_TASK TO COMPLETE_
Check each line of the listing for the string "gray", then state how many lines have it. Only the number is wanted.

════════

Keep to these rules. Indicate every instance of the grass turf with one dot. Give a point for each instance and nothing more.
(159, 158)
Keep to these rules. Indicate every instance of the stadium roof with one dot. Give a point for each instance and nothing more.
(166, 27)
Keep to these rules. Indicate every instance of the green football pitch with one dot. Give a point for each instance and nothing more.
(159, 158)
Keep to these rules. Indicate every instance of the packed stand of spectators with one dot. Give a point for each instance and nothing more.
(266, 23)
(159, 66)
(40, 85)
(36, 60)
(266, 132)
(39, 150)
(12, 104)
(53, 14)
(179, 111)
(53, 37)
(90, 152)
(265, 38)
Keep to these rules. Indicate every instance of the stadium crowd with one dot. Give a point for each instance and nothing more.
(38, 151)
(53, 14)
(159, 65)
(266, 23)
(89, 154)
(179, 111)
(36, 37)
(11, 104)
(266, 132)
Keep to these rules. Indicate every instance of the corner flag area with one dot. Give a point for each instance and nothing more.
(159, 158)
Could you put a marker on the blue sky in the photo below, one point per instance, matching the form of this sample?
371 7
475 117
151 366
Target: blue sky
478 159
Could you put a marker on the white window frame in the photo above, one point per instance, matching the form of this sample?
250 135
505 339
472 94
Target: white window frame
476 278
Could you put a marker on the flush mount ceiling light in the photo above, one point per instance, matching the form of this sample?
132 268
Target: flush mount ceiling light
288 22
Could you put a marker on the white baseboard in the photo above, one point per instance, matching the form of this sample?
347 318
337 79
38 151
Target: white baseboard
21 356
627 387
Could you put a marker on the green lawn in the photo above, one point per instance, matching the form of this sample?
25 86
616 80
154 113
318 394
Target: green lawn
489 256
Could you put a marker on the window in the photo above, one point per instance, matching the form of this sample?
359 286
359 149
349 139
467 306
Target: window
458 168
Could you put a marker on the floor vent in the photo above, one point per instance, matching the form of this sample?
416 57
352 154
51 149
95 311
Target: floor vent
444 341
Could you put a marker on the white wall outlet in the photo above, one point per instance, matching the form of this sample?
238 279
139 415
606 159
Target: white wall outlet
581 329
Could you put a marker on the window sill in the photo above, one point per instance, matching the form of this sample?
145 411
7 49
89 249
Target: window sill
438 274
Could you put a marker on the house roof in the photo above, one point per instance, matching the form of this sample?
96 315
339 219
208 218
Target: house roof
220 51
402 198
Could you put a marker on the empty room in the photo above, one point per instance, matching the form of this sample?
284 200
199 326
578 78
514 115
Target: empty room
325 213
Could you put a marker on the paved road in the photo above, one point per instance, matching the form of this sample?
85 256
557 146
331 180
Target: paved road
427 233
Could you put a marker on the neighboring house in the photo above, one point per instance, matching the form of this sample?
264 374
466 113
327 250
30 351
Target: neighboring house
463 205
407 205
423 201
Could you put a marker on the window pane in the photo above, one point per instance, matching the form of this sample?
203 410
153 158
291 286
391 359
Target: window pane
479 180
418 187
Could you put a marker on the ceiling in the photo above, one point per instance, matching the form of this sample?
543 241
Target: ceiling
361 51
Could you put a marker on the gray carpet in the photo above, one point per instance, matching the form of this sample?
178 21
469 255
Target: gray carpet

════════

_RESULT OF THE EXERCISE_
2